(Entries from a pointing dataset)
===

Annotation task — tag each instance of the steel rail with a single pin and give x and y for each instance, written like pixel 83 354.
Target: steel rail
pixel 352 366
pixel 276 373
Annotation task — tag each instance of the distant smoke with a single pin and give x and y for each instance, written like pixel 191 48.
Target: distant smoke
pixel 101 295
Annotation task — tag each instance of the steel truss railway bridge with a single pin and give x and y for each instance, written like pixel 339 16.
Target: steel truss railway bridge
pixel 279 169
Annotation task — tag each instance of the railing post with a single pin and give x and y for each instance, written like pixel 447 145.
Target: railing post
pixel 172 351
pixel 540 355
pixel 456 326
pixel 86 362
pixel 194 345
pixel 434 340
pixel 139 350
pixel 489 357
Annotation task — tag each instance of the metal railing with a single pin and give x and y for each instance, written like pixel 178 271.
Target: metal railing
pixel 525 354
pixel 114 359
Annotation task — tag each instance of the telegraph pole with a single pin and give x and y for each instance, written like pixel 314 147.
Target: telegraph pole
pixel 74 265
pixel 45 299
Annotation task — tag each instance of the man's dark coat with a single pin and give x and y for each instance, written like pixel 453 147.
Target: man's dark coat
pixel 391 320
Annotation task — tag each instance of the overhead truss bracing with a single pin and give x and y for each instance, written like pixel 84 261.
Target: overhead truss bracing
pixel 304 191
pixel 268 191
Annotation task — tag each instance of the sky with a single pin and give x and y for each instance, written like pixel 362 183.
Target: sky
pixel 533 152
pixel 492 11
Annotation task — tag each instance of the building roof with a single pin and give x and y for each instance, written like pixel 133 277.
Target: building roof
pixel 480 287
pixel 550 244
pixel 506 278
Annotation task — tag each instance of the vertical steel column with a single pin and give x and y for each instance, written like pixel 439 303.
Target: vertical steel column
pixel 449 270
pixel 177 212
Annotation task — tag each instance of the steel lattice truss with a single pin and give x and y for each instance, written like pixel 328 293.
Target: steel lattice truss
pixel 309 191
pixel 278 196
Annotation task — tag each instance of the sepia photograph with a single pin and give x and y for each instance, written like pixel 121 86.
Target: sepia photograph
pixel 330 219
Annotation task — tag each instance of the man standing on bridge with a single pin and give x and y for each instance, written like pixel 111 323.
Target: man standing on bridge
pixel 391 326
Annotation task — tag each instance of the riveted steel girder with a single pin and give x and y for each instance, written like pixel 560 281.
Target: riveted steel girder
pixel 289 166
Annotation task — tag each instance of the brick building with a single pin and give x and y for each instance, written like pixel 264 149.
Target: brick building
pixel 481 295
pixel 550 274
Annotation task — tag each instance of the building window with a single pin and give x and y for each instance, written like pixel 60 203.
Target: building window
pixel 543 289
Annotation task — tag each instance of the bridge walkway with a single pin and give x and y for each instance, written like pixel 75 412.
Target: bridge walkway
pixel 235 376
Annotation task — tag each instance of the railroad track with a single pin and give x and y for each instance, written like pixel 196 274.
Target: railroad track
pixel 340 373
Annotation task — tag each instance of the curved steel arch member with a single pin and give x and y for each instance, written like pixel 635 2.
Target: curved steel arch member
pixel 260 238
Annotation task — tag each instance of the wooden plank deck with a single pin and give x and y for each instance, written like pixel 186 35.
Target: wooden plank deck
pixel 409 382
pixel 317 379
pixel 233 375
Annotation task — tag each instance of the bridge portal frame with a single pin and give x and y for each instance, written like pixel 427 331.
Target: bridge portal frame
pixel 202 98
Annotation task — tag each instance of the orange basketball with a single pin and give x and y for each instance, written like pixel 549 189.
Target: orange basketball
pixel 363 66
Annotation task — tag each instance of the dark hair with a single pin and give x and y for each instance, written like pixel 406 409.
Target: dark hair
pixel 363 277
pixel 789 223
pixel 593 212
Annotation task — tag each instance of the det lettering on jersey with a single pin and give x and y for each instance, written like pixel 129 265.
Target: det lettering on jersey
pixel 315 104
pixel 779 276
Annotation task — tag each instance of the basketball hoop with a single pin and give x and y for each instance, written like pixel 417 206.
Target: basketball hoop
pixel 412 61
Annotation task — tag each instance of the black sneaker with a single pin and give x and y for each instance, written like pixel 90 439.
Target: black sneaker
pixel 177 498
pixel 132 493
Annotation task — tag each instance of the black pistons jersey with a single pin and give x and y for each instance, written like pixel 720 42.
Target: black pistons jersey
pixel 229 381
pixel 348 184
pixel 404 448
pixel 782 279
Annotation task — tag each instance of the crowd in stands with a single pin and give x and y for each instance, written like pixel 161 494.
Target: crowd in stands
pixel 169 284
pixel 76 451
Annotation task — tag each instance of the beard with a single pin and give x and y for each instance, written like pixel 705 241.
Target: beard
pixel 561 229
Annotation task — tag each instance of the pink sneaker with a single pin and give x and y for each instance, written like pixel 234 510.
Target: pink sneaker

===

**Directive:** Present all of the data above as a numbered list, omitting any blank lines.

**Correct result:**
1. Annotation task — tag each instance of the steel rail with a single pin and give x and y for each instance, written like pixel 83 354.
2. Target: steel rail
3. pixel 352 366
4. pixel 276 373
5. Annotation task — tag each instance of the distant smoke with a single pin and give x and y for each instance, written like pixel 191 48.
6. Target: distant smoke
7. pixel 101 295
8. Annotation task — tag each instance of the steel truss railway bridge with a single pin and give x and y for each instance, written like pixel 339 16.
9. Target: steel truss railway bridge
10. pixel 279 169
11. Annotation task — tag each instance of the railing post with a single pin and give x and y for each instance, written like pixel 447 145.
12. Target: railing post
13. pixel 172 351
14. pixel 540 355
15. pixel 456 326
16. pixel 86 362
17. pixel 194 345
18. pixel 434 340
19. pixel 139 350
20. pixel 489 357
21. Annotation task — tag each instance of the metal railing with a single pin and give x and y for each instance, written like pixel 178 271.
22. Target: metal railing
23. pixel 525 354
24. pixel 114 359
25. Annotation task — tag each instance of the telegraph pole with a single pin and give x and y for each instance, written like pixel 314 147.
26. Target: telegraph pole
27. pixel 74 265
28. pixel 45 299
29. Annotation task — tag each instance of the man's dark coat with a single pin and give x and y for each instance, written like pixel 453 147.
30. Target: man's dark coat
31. pixel 391 320
32. Annotation task — tag each instance of the overhead truss bracing with a single pin and give x and y for each instance, written like pixel 84 261.
33. Target: overhead truss bracing
34. pixel 304 191
35. pixel 268 191
36. Annotation task — tag each instance of the sky with a single pin and give x and y for each instance, written like pixel 362 183.
37. Target: sky
38. pixel 533 152
39. pixel 492 11
40. Annotation task — tag each instance of the building roof with a single pin and give x and y for each instance, written like pixel 133 277.
41. Target: building roof
42. pixel 480 287
43. pixel 550 244
44. pixel 506 278
45. Annotation task — tag each instance of the vertical steel column with a single pin and give x and y for each instance, written like pixel 439 303.
46. Target: vertical steel column
47. pixel 449 270
48. pixel 177 212
49. Annotation task — tag each instance of the steel lattice truss with a single pin and give x and y for each instance, written like pixel 328 293.
50. Target: steel lattice truss
51. pixel 309 191
52. pixel 278 196
53. Annotation task — tag each instance of the sepia photograph with a single pin and give x and y for each instance, written like pixel 121 86.
54. Target: sepia photograph
55. pixel 330 219
56. Annotation task — tag each instance of the man standing on bridge with a single pin and give x and y for each instance, written like pixel 111 323.
57. Target: man standing on bridge
58. pixel 391 326
59. Annotation task — tag each instance of the riveted steel girder with a single pin and give x and y for each instance, written like pixel 560 281.
60. Target: riveted steel girder
61. pixel 289 166
62. Annotation task — tag each instance of the brick building with a single pin and give x and y for each instance, written like pixel 264 149.
63. Target: brick building
64. pixel 481 295
65. pixel 550 274
66. Annotation task — tag each instance of the building window with a single pin and give x and y for each instance, written like pixel 60 203.
67. Target: building window
68. pixel 543 289
69. Annotation task — tag each instance of the bridge walkway with a single pin and give x and y for each instance, written like pixel 75 412.
70. Target: bridge walkway
71. pixel 235 376
72. Annotation task — tag each instance of the railroad track with a single pin and give x and y for each instance, written like pixel 196 274.
73. Target: railroad track
74. pixel 340 373
75. Annotation task — tag each instance of the curved steel arch member with a single pin and give x and y for each instance, written like pixel 635 2.
76. Target: curved steel arch member
77. pixel 260 238
78. Annotation task — tag each instance of the wooden plank deck with a single pin and give x and y for each instance, written like pixel 186 35.
79. Target: wooden plank deck
80. pixel 409 382
81. pixel 317 379
82. pixel 233 375
83. Annotation task — tag each instance of the bridge portal frame with a single pin and give x and y for each instance, written like pixel 427 331.
84. Target: bridge portal frame
85. pixel 202 98
86. Annotation task — tag each instance of the orange basketball with a single pin and give x and y for each instance, written like pixel 549 189.
87. Target: orange basketball
88. pixel 363 66
89. Annotation task — tag each instance of the dark hair with a single pin and give x and y for each instance, written like pixel 406 409.
90. Target: dark hair
91. pixel 363 277
92. pixel 789 223
93. pixel 593 212
94. Annotation task — tag each instance of the det lettering on jersey with a single pin and give x and y for each instance, written like pixel 129 265.
95. Target: det lettering on jersey
96. pixel 315 104
97. pixel 779 276
98. Annotation task — tag each instance of the basketball hoop with a single pin and give x and y for each instance, written like pixel 417 206.
99. Target: basketball hoop
100. pixel 412 61
101. Annotation task — tag each instance of the black sneaker with a single pin and give x and y for each instance, written like pixel 90 439.
102. Target: black sneaker
103. pixel 177 498
104. pixel 132 493
105. Annotation task — tag each instance of the black pistons jersey with a single pin and give x and y for each instance, written like pixel 720 42.
106. Target: black pistons jersey
107. pixel 229 381
108. pixel 348 184
109. pixel 404 448
110. pixel 782 279
111. Annotation task — tag each instance of the crowd in stands with a single pin and give x and y for each instance, written like pixel 161 494.
112. Target: crowd in stands
113. pixel 169 284
114. pixel 76 451
115. Annotation task — tag each instance of the beard with a single pin and give x and y for each instance, written like pixel 705 241.
116. Target: beard
117. pixel 561 229
118. Annotation task — tag each instance of the pink sneaker with a single pin and give x and y for each instance, written like pixel 234 510.
119. Target: pink sneaker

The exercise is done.